- _TEXT BLOCK_
+ + + + +

Tilman was invited to meet with several House and Senate groups and a committee chairman during a recent trip to Washington, DC. But among those seeking biofuel subsidies from Congress, the prairie-grass lobby may not have a lot of voltage.
Tilman is unfazed. “Ideas don't make it because they sound too good to be true, but because they are actually economically viable,” he says. “What you have to ask is, how much profit can a farmer make growing and selling prairie biomass for an energy crop compared to growing corn or soybeans or some other grain? The biggest challenge is to try to find a way that the farmers are rewarded for all the services they are providing to society.”
Walker says Tilman's work has caused a stir, even in a field that's already stimulated. “I'm very excited about it, and I think some of my colleagues here in New York are, partly because it applies to the environment we have here,” he says. “Many of the grasses reported in that study, we can grow here.”
Demurrers have been filed, of course. Tilman's study proposed a long-known gasification process to squeeze ethanol from the grasses. But its economics can't be gauged until a large-scale, real-world plant is in operation using these species, Sheehan says. The alternative process would require a complex cocktail of enzymes that are, as yet, unconjured and unpriced.
Ken Cassman, a systems agronomist at the University of Nebraska and director of the Nebraska Center for Energy Sciences Research, faults the Tilman study for its conclusion that prairie biomass can sustain annual harvests with little fertilization.“It remains to be determined whether this is practical,” Cassman says.
Tilman responds that his work is presented only as a first step, the basis for further experiment. But studies of unfertilized prairies that have been mowed for decades show that they are still producing biomass reliably, he says, adding that his research accounts for losses of soil nutrients that could affect production.

+ + + + +

- _GIVEN INFORMATION_
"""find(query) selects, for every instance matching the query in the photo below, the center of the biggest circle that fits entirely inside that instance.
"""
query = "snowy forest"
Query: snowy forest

+ + + + +

- _WHAT YOU NEED TO DO_
Copy the passage on prairie-grass biofuels from the words "Ken Cassman, a" through "could affect production.", switching "biomass" to "plant matter".

- _SOLUTION TO THIS EXERCISE_
Ken Cassman, a systems agronomist at the University of Nebraska and director of the Nebraska Center for Energy Sciences Research, faults the Tilman study for its conclusion that prairie plant matter can sustain annual harvests with little fertilization.“It remains to be determined whether this is practical,” Cassman says.
Tilman responds that his work is presented only as a first step, the basis for further experiment. But studies of unfertilized prairies that have been mowed for decades show that they are still producing plant matter reliably, he says, adding that his research accounts for losses of soil nutrients that could affect production.